QUOTED TEXT:
────────────────
As Danielle and I start again, Deacon James comes in. The VA is moving uo his trip to Nashville. Evaluation first, then the procedure. It’s wearing him out.
I saw my man out there, he says. I been there. Know what it’s like. He’s got some intelligence. Just messed up behind tha stuff, that’s all. I can’t even touch it anymore. Not with my blood the way it is. I got to tell him I’ll walk beside him if he wants, side by side. 
We go back outside. Edward’s gone now. Only a bag left. Let me guess, I say, yeah, a St. Ides 40. That’s his favorite. 
Danielle and I talk. Reachout wants to be kept informed. But if he doesn’t respond, well, the it will have to be 911. 
Stephen comes in. Checking out last minute details on the Woodshed previews starting Wednesday. The time grows near. 
A represntative of a non-denominational church comes in. They’ve been meeting at a public school. New church state interpretations mean they’ll have to leave. Looking for new space. Danielle will give him a tour. I’ve got to go meet Jane at office annex #2, ie, Starbucks. Talk about the sustianable boiler tour I missed. Our Wednesday night study series we’re planning. Collaboration.
When I get back, Marc is there to discuss contract issues. Hope soon arrives and we talk together about a social initiative we want to launch. And how to keep the AC informed.
I head to the backyard, our crumbling patio, as the Times called it, for a PHEWA call planning an intepretive event in Pittsburgh next summer. The need to share the context, the organizing change work going on. I agree to follow up on my connections. My old hometown. Stephen is sitting, looking pensive. 
Hope and Marc and Danielle are finishing up. Marc heads off to our gala meeting cross town. There will be more contract discussion.Strategizing. Danielle considers coming, too. Go home, I say. It’s been a long day. And mine has a ways to go.
────────────────
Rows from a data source
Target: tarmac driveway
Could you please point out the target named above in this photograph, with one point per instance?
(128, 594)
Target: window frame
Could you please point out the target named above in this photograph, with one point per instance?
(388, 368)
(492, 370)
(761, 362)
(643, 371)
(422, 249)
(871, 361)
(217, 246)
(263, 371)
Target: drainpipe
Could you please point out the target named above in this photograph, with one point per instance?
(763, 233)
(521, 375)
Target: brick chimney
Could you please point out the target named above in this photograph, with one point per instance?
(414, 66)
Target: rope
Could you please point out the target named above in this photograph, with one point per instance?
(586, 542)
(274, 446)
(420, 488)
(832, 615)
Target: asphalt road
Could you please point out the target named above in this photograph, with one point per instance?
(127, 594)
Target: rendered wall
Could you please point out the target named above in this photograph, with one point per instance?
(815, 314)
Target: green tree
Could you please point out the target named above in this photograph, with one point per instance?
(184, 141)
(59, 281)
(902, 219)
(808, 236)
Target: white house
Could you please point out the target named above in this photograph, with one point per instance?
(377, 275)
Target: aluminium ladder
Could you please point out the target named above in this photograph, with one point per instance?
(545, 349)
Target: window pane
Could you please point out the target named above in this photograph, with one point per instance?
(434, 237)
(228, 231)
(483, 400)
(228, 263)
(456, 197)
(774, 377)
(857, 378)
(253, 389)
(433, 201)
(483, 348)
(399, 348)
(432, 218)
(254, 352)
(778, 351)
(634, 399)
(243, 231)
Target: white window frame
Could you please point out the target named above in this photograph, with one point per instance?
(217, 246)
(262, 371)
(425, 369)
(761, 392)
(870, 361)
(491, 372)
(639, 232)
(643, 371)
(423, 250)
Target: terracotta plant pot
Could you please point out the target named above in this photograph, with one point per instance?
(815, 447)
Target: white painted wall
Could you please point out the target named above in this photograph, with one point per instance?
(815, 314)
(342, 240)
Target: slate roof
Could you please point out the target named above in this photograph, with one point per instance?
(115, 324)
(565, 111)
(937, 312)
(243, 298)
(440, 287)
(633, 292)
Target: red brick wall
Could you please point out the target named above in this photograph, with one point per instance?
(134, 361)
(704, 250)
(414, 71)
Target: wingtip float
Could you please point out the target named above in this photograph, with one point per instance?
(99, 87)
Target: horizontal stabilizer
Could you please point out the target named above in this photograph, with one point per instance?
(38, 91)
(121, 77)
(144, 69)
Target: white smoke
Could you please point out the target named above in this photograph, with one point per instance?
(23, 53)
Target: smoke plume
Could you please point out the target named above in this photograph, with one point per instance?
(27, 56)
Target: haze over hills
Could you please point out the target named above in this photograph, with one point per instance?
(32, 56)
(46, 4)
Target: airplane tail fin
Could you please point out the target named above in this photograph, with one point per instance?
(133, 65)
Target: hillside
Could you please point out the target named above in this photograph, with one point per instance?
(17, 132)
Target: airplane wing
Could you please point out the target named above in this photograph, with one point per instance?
────────────────
PROBLEM 1:
Extract from the diary entry the passage starting with "When I get back, Marc" and going on through "sitting, looking pensive.".
PROBLEM 2:
In the rows, starting with the line with "Target: airplane tail fin" and going on through the final row, swap "airplane" for "aircraft" and leave everything else unchanged. Give back only those lines.

WORKED SOLUTION 1:
When I get back, Marc is there to discuss contract issues. Hope soon arrives and we talk together about a social initiative we want to launch. And how to keep the AC informed.
I head to the backyard, our crumbling patio, as the Times called it, for a PHEWA call planning an intepretive event in Pittsburgh next summer. The need to share the context, the organizing change work going on. I agree to follow up on my connections. My old hometown. Stephen is sitting, looking pensive.

WORKED SOLUTION 2:
Target: aircraft tail fin
Could you please point out the target named above in this photograph, with one point per instance?
(133, 65)
Target: hillside
Could you please point out the target named above in this photograph, with one point per instance?
(17, 132)
Target: aircraft wing
Could you please point out the target named above in this photograph, with one point per instance?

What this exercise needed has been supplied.